> _Material for this task_:
----

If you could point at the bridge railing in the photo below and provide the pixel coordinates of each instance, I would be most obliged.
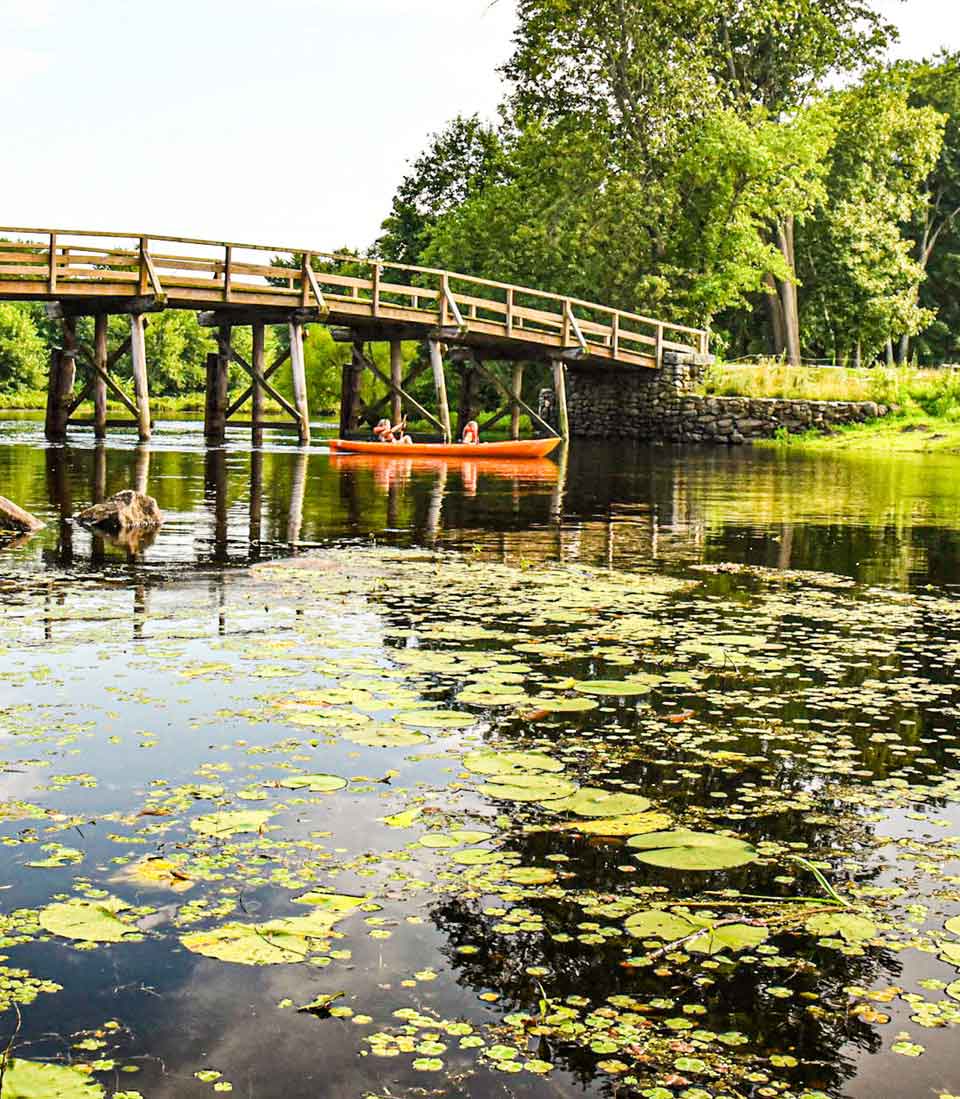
(187, 272)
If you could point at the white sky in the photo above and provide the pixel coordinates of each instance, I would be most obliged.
(270, 121)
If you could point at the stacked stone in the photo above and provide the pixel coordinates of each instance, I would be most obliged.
(661, 407)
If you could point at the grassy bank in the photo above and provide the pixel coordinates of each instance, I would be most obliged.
(925, 403)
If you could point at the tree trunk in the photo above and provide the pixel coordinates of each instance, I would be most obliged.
(774, 312)
(788, 293)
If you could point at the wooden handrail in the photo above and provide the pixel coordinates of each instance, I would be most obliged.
(107, 269)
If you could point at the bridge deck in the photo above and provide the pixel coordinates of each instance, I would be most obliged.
(95, 272)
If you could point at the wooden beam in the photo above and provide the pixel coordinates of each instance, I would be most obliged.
(248, 392)
(59, 391)
(100, 369)
(279, 398)
(258, 363)
(218, 383)
(535, 417)
(376, 410)
(299, 369)
(410, 400)
(141, 386)
(514, 406)
(395, 380)
(560, 391)
(436, 359)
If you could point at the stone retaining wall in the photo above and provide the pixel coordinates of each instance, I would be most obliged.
(661, 406)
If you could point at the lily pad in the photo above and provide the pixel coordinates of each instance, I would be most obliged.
(631, 824)
(436, 719)
(654, 923)
(851, 929)
(617, 688)
(233, 822)
(592, 801)
(528, 788)
(683, 850)
(491, 762)
(32, 1079)
(386, 737)
(316, 784)
(86, 921)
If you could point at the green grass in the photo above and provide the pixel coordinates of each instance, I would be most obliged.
(934, 392)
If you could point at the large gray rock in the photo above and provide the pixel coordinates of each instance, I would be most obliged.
(125, 511)
(14, 520)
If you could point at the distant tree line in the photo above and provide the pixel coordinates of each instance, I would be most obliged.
(743, 164)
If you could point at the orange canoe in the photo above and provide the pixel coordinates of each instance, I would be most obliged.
(514, 448)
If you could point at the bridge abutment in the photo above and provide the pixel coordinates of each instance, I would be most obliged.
(665, 406)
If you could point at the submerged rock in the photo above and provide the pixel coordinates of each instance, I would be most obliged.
(14, 520)
(125, 511)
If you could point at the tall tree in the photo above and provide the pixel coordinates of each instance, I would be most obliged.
(462, 158)
(935, 226)
(859, 277)
(651, 66)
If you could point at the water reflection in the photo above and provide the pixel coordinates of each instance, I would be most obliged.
(882, 521)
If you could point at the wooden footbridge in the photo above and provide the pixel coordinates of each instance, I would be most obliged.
(475, 321)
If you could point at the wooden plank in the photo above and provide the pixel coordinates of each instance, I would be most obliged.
(509, 396)
(410, 400)
(436, 359)
(517, 395)
(100, 369)
(395, 380)
(247, 393)
(299, 369)
(141, 385)
(258, 364)
(560, 392)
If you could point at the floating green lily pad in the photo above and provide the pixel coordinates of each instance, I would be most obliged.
(851, 929)
(233, 822)
(86, 921)
(616, 688)
(592, 801)
(528, 788)
(32, 1079)
(491, 762)
(692, 851)
(316, 784)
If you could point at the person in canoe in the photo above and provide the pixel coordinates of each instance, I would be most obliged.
(392, 433)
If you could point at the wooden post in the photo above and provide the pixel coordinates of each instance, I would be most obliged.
(142, 469)
(259, 364)
(59, 392)
(560, 393)
(100, 361)
(436, 361)
(465, 409)
(218, 381)
(299, 367)
(141, 386)
(397, 378)
(517, 392)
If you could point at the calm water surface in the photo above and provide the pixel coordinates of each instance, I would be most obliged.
(144, 684)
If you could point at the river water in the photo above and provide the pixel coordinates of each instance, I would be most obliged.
(298, 702)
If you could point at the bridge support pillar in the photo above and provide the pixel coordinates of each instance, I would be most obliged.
(100, 367)
(560, 397)
(59, 392)
(397, 379)
(299, 368)
(436, 361)
(465, 409)
(258, 362)
(516, 390)
(218, 383)
(141, 386)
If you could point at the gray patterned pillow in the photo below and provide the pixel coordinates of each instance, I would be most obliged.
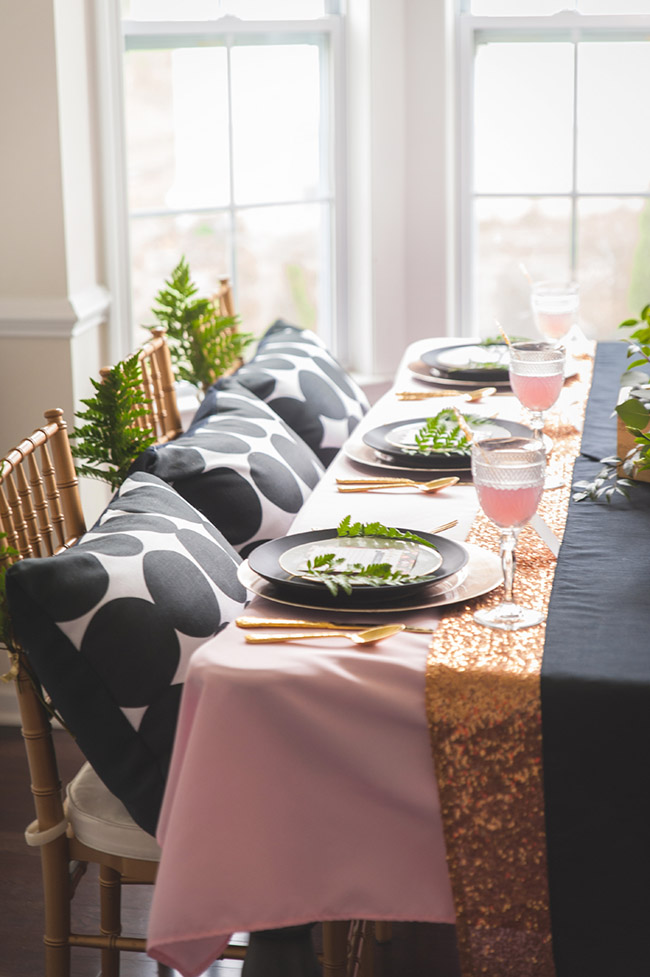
(240, 465)
(110, 624)
(294, 372)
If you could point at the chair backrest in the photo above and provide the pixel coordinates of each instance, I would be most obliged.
(41, 514)
(40, 506)
(159, 388)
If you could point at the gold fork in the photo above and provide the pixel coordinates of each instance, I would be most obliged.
(470, 396)
(371, 484)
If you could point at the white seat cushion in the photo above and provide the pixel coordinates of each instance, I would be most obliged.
(101, 821)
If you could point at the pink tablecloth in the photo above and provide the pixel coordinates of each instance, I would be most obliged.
(302, 786)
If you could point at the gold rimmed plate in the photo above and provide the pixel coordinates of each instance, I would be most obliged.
(283, 563)
(481, 574)
(470, 361)
(420, 370)
(395, 443)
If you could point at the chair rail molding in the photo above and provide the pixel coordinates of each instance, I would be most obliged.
(54, 317)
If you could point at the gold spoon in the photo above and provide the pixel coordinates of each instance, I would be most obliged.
(368, 637)
(288, 622)
(368, 485)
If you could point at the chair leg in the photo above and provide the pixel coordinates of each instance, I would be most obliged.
(335, 948)
(54, 864)
(383, 931)
(110, 901)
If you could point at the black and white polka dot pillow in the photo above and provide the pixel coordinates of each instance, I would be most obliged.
(110, 624)
(294, 372)
(240, 465)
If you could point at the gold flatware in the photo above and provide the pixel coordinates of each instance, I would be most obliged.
(367, 637)
(369, 484)
(285, 622)
(469, 395)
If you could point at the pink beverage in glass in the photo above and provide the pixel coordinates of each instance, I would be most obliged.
(554, 325)
(537, 392)
(509, 508)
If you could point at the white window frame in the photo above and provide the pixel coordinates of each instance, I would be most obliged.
(113, 35)
(474, 30)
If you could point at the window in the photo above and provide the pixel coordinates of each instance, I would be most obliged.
(555, 158)
(233, 128)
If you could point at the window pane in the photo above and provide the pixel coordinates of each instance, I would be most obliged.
(535, 233)
(613, 141)
(212, 9)
(523, 118)
(515, 8)
(614, 262)
(613, 6)
(157, 245)
(276, 113)
(280, 264)
(177, 128)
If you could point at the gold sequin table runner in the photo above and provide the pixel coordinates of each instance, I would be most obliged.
(484, 715)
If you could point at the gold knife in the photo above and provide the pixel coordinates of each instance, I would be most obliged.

----

> _Description of the task_: Give back exactly the lines that run from the line with "If you could point at the white window" through the close of the material, counting both ends, and nothing more.

> _Complete answer_:
If you could point at the white window frame in the photo above and provide the pixel coordinates of each instance, I would be most obliged.
(113, 35)
(474, 30)
If you could point at the window in the photo above and provide the pixel coordinates of each instance, I would be most obliged.
(555, 158)
(233, 128)
If you could point at the window pane in the photo above and provide the pixel coordinates of each instance, I would be most obliged.
(535, 233)
(613, 141)
(212, 9)
(523, 118)
(515, 8)
(614, 262)
(613, 6)
(157, 245)
(276, 113)
(280, 264)
(177, 128)
If you could point at the gold sequin table runner in the photo above and provide the pixel coordinates of each instance, I would be most obliged.
(484, 715)
If you could point at the gold knife in the photo above and provide the pixel coordinates of each instance, I would be most obliged.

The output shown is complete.